_Texte présenté_
════════════════

Nouvelle ici, j'aimerai trouver de l'aide

Depuis ce matin sur mon mac a chaque fois que j'ouvre un nouvel onglet pour effectuer une recherche sur google, genieo apparait.

J'ai déjà regardé quelques posts, unistallgenieo, été dans les extensions safari, supprimé ce que j'ai trouvé mais rien a faire !!! 

Quelqu'un peu m'aider ??


Merci d'avance


----------



## gmaa (24 Mars 2014)

Bonjour,

Lire :
http://forums.macg.co/internet-et-reseau/se-debarasser-de-genieo-1221219.html

Voir le post de *macomaniac*.


----------



## passim1 (28 Mars 2014)

helloweez a dit:


> Bonjour,
> 
> Nouvelle ici, j'aimerai trouver de l'aide
> 
> ...


J'avais désinstallé genieo avec le logiciel proposé par génies sur leur site mais s'il ne figurait plus dans mes applications, il s'ouvrait néanmoins chaque fois à la plage de google. J'ai pu définitivement l'enlever comme ceci :
- Ouvrir Safari
-Aller dans préférences
-Aller dans Extensions
-décocher Omnibar
et désinstaller Genieo qui, comme par hasard, se trouvait dans les extensions. Depuis plus rien. Dites-moi si vous êtes arrivé à vous en débarrasser.


----------



## KERRIA (30 Mars 2014)

"gmaa" t'es sur qu'il à ouvert ton lien ?.....

Le Bon Soir


----------



## pascos (2 Mai 2014)

Pour enlever Genio, une seule solution a fonctionné :
Dans le finder, sélectionner le menu « Aller », puis choisir « Aller au dossier ».
Rechercher un à un les fichiers suivants (certains peuvent ne pas être présents, il faut passer à la suite) et les mettre dans la poubelle :
&#9702;	/Applications/Genieo
&#9702;	/Applications/Uninstall Genieo
&#9702;	/Library/LaunchAgents/com.genieoinnovation.macextension.plist
&#9702;	/Library/LaunchAgents/com.genieoinnovation.macextension.client.plist
&#9702;	/Library/LaunchAgents/com.genieo.engine.plist
&#9702;	/Library/PrivilegedHelperTools/com.genieoinnovation.macextension.client
&#9702;	/usr/lib/libgenkit.dylib
&#9702;	/usr/lib/libgenkitsa.dylib
&#9702;	/usr/lib/libimckit.dylib
&#9702;	/usr/lib/libimckitsa.dylib

Le MAC demandera le mot de passe principal à chaque suppression.
En revanche, enfin débarrassé après ces opérations.
Bonne chance !


----------



## Locke (2 Mai 2014)

pascos a dit:


> Pour enlever Genio, une seule solution a fonctionné :
> Dans le finder, sélectionner le menu « Aller », puis choisir « Aller au dossier ».
> Rechercher un à un les fichiers suivants (certains peuvent ne pas être présents, il faut passer à la suite) et les mettre dans la poubelle :
> &#9702;	/Applications/Genieo
> ...

════════════════

_Série d'exercices_
A) Répondez à ces questions d'après la discussion sur Genieo :
(i) Selon le message de passim1, quelle case faut-il décocher dans les extensions de Safari ?
(ii) Quelle date porte le message de gmaa ?
(iii) D'après pascos, que demandera le Mac à chaque suppression ?
B) Reproduisez à l'identique, dans la discussion sur Genieo, tout le passage allant de « Depuis ce matin » jusqu'à « peu m'aider ?? ».
C) Traduisez en anglais cette phrase de la discussion sur Genieo : « Le MAC demandera le mot de passe principal à chaque suppression. »
Les enregistrements forment un matériau indépendant de la discussion sur Genieo.

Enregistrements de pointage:
════════════════

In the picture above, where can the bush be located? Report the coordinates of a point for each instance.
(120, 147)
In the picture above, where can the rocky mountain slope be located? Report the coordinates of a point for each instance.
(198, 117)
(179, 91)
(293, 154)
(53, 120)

════════════════

_Corrigé_
A)
(i) Omnibar.
(ii) Le 24 mars 2014.
(iii) Le mot de passe principal.

B)
Depuis ce matin sur mon mac a chaque fois que j'ouvre un nouvel onglet pour effectuer une recherche sur google, genieo apparait.

J'ai déjà regardé quelques posts, unistallgenieo, été dans les extensions safari, supprimé ce que j'ai trouvé mais rien a faire !!! 

Quelqu'un peu m'aider ??

C) The Mac will ask for the main password for each deletion.